Une adaptation du chronotope du salon
Les véhicules collectifs que sont les automobiles, les camions ou les autocars sont intéressants d’un point de vue narratif, dans la mesure où ils créent une intimité propice à la révélation de soi. Parce qu’ils constituent un espace clos, dont l’étroitesse engendre une certaine promiscuité, ils permettent un rapprochement momentané entre des individus qui ne partagent rien ou si peu, mais qui finissent par apprendre à se découvrir. Au fil des échanges surgissent alors certaines réponses à des questionnements existentiels, qui font évoluer les personnages dans un sens qu’ils ne soupçonnaient pas. Ainsi, Philip Winter, le héros solitaire d’Alice in den Städten de Wenders, se voit confier malgré lui la garde d’une fillette qu’il a à charge de ramener auprès de sa famille. Partis de New York, ils traversent ensemble les Pays-Bas puis la Ruhr où demeure supposément la grand-mère d’Alice.

CONSIGNE A: Relevez chaque ligne ci-dessous qui contient la chaîne "List", en tenant compte de la casse.

DONNÉES FOURNIES:

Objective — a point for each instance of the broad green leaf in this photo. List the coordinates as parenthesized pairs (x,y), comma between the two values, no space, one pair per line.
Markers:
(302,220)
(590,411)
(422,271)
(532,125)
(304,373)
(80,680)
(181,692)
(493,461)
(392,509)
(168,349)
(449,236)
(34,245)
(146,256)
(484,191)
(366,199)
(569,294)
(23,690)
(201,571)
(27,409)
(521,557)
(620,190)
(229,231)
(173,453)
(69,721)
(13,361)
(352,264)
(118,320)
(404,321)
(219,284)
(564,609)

---

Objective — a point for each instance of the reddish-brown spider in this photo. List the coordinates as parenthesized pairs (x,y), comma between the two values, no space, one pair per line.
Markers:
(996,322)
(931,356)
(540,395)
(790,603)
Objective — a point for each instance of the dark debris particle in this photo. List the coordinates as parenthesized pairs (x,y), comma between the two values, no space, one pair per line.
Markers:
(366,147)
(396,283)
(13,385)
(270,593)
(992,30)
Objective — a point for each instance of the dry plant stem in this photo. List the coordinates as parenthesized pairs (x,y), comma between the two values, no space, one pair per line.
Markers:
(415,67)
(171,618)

CONSIGNE B: Rédigez la suite du texte sur les véhicules collectifs comme espace narratif, à partir de sa dernière phrase.

RÉPONSE A:
Objective — a point for each instance of the broad green leaf in this photo. List the coordinates as parenthesized pairs (x,y), comma between the two values, no space, one pair per line.
Objective — a point for each instance of the reddish-brown spider in this photo. List the coordinates as parenthesized pairs (x,y), comma between the two values, no space, one pair per line.
Objective — a point for each instance of the dark debris particle in this photo. List the coordinates as parenthesized pairs (x,y), comma between the two values, no space, one pair per line.
Objective — a point for each instance of the dry plant stem in this photo. List the coordinates as parenthesized pairs (x,y), comma between the two values, no space, one pair per line.

RÉPONSE B:
D’abord réticent à l’idée de jouer les nourrices, Philip finit par s’accommoder de son rôle, et la relation qu’il noue avec la fillette lui permet finalement de surmonter le blocage créatif qui l’avait habité durant son séjour aux États-Unis. La rencontre forcée semble donc avoir eu un effet bénéfique sur le personnage, et la confrontation à l’Autre a pu contribuer à sa propre évolution. Dans Thelma and Louise, c’est la vraie nature de Thelma qui se révèle au fur et à mesure de la course poursuite. Jadis épouse soumise à l’autorité de son mari, elle découvre la jouissance sexuelle dans les bras d’un jeune voyou ramassé sur le bord de la route, et gagne en assurance au point de commettre quelques infractions à la loi avec un plaisir non dissimulé. Et c’est alors que les deux fugitives sont amenées à choisir leur itinéraire afin de gagner la frontière mexicaine que Thelma devine le secret de Louise (un viol dont cette dernière aurait été victime au Texas quelques années auparavant, et dont le souvenir la dissuade de retraverser cet État). Le voyage en automobile permet ainsi de faire tomber les dernières barrières que la pudeur avait érigées entre les deux femmes et renforce l’amitié qui les unit, scellée dans la dernière scène par un pacte de suicide.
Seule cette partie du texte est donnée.